Exercise prompt: The lines below starting at the line containing "the pony's eye" and ending at the line containing "In this exercise you will annotate each instance of the grassy" are to be repeated exactly, with both ends kept and nothing else added.

_____

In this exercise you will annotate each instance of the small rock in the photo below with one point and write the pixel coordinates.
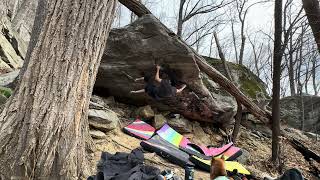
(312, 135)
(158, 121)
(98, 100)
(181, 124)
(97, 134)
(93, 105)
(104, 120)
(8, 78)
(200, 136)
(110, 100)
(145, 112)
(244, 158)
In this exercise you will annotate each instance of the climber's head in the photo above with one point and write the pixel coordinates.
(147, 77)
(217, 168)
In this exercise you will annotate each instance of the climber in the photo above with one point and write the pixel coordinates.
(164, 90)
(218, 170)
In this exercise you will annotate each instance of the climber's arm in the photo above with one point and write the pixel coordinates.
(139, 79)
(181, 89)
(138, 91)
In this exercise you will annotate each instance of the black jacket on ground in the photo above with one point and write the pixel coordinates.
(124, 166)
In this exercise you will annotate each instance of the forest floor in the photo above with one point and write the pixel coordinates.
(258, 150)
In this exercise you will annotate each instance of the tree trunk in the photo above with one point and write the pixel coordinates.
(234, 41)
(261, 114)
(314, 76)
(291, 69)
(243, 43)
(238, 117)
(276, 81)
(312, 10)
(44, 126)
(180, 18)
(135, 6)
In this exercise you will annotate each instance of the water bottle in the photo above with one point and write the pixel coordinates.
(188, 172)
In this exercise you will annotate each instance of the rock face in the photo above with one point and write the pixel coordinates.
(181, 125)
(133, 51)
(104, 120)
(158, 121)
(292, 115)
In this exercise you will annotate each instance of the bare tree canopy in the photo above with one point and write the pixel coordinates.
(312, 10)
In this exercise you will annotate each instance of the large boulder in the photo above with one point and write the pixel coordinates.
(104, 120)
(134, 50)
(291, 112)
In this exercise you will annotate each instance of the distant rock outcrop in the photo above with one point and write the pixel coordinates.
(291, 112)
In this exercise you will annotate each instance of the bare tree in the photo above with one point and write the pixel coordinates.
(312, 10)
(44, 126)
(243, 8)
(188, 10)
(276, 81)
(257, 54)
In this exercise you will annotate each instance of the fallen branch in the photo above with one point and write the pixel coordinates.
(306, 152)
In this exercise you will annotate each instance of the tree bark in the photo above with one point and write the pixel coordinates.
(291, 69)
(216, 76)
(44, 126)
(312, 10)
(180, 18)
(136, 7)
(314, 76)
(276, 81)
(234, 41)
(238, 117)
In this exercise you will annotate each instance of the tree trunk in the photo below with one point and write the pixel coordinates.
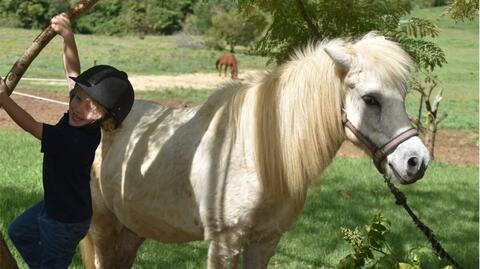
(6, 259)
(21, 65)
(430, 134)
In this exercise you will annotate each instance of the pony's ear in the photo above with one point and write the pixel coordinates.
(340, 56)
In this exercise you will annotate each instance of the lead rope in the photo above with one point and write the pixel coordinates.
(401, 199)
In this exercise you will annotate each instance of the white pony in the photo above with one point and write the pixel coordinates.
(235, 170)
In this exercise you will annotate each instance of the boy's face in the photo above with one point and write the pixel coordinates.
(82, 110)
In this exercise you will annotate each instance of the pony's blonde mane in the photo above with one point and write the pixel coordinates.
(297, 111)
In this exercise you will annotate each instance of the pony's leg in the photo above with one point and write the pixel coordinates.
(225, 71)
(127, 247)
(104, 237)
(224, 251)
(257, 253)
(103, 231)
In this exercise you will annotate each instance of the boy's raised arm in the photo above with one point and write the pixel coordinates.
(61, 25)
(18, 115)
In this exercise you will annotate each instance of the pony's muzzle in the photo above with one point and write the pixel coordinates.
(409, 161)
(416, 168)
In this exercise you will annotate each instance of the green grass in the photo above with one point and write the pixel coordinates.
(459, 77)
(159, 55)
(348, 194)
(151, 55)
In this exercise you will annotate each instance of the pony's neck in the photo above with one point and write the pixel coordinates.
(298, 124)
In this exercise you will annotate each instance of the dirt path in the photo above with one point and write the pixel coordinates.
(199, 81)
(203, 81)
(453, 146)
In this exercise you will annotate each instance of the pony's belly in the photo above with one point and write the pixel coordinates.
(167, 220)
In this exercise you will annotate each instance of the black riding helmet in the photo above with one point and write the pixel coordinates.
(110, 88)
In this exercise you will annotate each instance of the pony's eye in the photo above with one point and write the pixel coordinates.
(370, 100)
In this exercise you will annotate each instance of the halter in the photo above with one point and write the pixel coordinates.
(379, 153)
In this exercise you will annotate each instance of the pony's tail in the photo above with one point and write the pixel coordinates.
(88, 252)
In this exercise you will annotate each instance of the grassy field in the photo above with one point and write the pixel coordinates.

_____

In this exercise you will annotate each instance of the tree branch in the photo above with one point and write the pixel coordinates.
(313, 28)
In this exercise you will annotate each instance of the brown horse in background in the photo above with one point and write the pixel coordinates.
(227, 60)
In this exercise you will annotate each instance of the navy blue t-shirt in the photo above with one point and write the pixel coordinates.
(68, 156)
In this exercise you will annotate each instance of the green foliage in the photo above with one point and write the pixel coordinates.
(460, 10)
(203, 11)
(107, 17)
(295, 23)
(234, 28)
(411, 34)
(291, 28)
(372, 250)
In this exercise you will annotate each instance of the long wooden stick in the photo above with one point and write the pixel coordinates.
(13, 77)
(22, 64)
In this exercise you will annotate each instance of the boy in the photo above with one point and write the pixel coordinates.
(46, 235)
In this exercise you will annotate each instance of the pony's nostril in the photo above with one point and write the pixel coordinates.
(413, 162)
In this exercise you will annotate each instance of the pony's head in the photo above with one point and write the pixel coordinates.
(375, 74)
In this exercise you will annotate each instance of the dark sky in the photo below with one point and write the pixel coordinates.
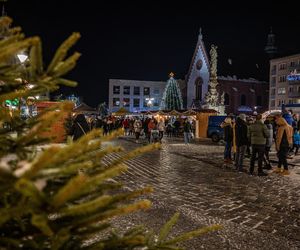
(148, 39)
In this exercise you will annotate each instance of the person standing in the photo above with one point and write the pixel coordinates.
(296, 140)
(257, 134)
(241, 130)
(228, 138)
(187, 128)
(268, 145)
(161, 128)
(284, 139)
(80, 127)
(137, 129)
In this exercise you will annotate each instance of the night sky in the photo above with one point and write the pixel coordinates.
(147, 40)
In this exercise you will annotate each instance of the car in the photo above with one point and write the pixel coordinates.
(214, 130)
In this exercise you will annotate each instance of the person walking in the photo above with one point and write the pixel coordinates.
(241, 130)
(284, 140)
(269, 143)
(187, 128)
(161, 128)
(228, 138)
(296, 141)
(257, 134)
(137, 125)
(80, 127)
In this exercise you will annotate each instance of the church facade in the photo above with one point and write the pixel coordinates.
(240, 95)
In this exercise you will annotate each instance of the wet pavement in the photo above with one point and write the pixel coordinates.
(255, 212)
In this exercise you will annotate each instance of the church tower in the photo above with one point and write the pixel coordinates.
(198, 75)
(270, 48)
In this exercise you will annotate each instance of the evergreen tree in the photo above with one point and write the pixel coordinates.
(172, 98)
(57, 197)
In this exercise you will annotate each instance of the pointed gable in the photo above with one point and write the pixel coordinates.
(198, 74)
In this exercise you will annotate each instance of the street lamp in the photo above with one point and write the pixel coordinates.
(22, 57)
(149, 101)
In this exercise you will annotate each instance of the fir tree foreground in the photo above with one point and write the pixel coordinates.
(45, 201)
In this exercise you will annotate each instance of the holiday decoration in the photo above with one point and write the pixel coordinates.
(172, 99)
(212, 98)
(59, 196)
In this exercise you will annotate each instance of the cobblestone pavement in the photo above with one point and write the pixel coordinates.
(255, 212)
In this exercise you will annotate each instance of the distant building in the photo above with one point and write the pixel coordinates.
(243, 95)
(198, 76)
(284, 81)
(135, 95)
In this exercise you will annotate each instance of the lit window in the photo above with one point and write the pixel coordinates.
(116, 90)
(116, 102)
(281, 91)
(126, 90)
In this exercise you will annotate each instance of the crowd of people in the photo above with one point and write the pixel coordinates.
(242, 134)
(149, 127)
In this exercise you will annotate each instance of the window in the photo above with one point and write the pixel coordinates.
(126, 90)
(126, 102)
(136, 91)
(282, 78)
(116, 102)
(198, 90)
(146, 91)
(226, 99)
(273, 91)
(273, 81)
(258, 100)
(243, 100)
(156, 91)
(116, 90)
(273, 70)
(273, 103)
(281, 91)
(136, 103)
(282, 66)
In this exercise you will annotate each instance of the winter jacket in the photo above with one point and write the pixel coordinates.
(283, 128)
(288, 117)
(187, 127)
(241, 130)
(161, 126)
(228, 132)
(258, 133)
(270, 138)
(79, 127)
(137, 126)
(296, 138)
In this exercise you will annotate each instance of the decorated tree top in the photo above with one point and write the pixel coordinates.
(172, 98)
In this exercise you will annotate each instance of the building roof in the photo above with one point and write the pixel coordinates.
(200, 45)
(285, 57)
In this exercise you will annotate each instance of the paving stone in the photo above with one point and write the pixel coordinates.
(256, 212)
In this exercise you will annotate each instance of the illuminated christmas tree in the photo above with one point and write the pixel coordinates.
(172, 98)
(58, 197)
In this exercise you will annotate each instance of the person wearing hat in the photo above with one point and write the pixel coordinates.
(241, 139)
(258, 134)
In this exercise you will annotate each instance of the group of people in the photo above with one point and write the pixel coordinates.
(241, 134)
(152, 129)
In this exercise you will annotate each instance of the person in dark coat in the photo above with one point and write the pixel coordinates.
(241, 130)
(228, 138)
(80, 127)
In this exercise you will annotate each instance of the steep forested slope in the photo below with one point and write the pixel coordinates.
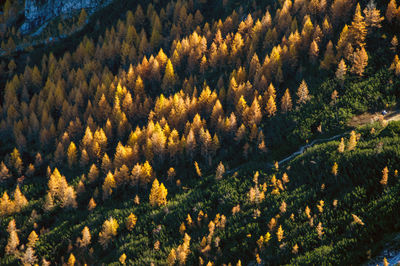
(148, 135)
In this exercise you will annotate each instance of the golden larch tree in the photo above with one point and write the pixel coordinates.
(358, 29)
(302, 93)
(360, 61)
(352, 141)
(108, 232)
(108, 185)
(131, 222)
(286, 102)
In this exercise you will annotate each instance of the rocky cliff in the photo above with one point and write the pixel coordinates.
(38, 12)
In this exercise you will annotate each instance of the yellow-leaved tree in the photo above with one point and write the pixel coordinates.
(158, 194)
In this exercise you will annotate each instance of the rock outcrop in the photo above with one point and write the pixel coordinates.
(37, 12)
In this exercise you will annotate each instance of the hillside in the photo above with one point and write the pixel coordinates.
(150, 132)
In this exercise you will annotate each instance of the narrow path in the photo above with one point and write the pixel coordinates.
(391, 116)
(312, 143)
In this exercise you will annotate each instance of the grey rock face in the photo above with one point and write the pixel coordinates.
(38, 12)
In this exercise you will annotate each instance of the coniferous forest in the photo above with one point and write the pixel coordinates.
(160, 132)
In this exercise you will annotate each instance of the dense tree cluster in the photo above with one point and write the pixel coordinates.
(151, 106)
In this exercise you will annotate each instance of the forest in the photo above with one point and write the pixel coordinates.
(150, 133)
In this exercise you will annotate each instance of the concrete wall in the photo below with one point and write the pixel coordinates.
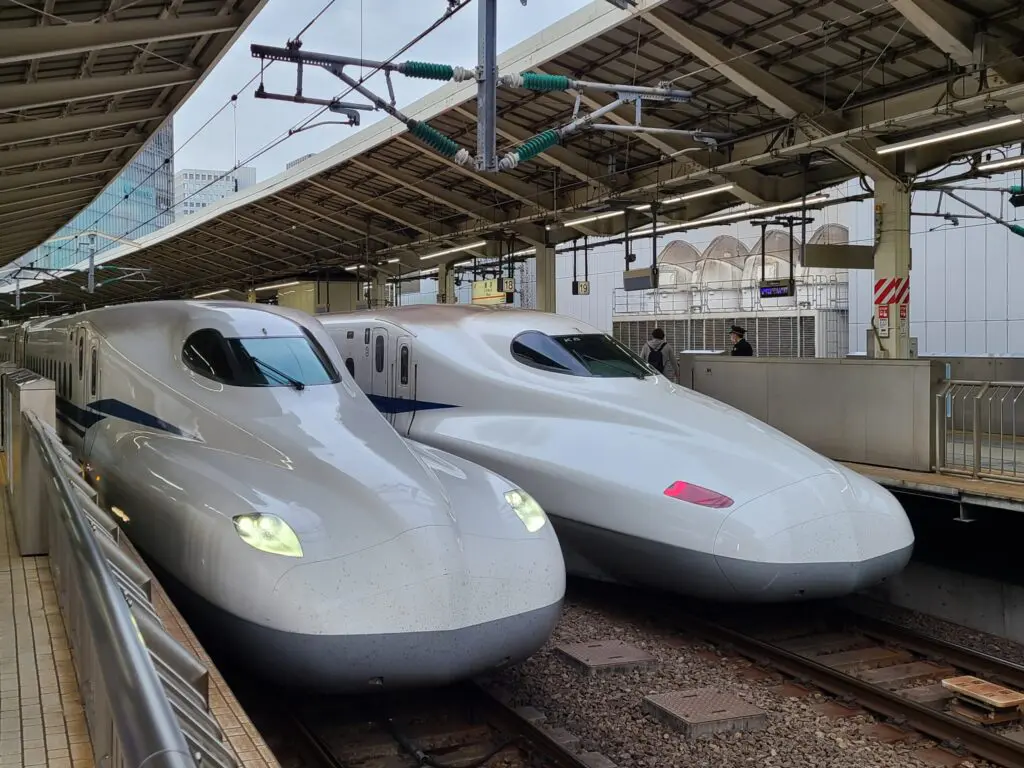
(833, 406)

_____

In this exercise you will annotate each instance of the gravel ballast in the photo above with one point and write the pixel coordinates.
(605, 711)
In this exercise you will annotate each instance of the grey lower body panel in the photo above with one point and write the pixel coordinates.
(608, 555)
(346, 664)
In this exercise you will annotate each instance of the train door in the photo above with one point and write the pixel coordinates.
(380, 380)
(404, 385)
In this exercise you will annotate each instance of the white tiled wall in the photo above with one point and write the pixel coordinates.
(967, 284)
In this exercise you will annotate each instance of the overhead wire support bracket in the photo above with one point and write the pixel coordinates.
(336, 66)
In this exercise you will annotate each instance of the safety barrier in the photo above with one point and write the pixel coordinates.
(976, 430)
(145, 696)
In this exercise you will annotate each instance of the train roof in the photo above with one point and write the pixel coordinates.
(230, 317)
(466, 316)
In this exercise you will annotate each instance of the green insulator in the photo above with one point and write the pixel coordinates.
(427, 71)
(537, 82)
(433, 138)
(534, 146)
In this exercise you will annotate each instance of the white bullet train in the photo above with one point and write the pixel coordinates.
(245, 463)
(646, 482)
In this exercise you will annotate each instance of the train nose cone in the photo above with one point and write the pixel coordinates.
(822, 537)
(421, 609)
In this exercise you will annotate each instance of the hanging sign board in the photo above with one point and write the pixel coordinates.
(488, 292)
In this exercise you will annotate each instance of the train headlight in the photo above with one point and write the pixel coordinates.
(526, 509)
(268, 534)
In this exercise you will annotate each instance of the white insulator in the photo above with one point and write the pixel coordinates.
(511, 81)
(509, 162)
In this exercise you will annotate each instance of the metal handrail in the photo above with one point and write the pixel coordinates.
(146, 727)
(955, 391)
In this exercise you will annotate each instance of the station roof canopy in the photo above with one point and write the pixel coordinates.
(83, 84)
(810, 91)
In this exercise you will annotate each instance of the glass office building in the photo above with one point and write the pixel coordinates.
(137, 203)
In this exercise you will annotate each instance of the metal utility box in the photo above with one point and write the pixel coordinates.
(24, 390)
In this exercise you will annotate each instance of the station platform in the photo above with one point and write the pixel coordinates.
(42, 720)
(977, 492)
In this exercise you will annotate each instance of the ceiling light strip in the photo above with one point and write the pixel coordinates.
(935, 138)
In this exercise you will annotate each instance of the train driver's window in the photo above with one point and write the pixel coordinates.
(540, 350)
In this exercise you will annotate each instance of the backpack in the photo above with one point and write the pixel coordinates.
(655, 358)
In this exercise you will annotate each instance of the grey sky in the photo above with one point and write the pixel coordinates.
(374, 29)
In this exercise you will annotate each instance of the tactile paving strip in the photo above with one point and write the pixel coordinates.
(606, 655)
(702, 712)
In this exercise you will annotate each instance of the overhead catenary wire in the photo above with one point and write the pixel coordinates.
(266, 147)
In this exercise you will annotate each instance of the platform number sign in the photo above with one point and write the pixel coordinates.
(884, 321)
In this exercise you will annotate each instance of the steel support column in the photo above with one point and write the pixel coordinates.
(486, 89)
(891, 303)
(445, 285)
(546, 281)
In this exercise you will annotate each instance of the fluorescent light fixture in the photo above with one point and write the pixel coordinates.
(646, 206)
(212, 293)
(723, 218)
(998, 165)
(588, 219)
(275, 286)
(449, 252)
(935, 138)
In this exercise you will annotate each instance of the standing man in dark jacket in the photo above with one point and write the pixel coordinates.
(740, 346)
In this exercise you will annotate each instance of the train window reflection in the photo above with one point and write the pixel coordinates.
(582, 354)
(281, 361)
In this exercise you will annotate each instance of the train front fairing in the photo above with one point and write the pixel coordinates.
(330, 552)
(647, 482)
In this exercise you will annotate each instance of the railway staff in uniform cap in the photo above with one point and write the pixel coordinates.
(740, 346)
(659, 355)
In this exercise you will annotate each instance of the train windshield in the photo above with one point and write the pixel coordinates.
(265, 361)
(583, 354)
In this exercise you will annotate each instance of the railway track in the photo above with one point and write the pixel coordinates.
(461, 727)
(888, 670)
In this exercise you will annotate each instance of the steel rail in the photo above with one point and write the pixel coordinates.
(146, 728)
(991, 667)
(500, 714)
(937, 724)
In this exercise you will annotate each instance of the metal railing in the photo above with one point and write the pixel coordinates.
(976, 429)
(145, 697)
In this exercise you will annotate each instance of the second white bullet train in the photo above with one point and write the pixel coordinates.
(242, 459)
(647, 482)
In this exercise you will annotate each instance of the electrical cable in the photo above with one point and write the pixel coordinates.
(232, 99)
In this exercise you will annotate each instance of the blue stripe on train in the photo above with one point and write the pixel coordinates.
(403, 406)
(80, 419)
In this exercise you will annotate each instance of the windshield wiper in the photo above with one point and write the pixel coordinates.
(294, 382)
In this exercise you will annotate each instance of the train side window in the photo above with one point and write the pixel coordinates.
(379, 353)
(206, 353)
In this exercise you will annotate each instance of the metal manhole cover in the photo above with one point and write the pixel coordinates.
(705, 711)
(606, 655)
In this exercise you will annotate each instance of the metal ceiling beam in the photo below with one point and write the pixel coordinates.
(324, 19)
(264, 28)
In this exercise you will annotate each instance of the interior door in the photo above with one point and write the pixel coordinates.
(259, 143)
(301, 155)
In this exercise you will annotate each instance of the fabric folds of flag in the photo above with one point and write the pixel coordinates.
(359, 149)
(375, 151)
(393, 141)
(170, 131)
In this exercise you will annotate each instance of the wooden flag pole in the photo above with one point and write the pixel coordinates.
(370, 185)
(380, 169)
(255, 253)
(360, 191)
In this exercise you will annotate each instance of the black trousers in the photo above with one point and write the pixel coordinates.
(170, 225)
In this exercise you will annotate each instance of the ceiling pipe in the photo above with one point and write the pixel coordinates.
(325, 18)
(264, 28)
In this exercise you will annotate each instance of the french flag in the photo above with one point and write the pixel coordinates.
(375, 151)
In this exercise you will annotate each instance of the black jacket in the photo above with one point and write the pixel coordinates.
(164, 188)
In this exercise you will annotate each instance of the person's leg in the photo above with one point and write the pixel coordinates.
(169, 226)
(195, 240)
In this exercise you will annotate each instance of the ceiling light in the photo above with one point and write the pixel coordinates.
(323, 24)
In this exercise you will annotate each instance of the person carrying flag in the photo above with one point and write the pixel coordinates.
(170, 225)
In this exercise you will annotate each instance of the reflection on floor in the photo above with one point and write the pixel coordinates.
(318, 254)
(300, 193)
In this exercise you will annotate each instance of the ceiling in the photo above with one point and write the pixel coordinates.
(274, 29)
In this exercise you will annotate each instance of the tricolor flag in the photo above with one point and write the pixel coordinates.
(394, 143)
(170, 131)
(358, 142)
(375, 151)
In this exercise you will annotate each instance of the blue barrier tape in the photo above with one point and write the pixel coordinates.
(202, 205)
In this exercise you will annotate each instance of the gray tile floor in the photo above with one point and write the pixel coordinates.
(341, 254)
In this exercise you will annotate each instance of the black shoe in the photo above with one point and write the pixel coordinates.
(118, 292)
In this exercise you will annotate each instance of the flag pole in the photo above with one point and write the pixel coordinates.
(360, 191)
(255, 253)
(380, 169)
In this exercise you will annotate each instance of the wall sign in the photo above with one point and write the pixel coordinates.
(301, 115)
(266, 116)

_____

Answer to this task:
In this exercise you will annotate each instance of the pony's eye in the photo above with one point and write the pixel coordinates.
(370, 100)
In this exercise you will annotate each instance of the halter in the photo above with one point and write the pixel coordinates.
(379, 153)
In this exercise you will annotate each instance of the pony's tail in the photo above with one point and write the pixel coordinates.
(88, 252)
In this exercise you will annotate each instance of the grassy field in the photo above with one point and write the pixel coordinates.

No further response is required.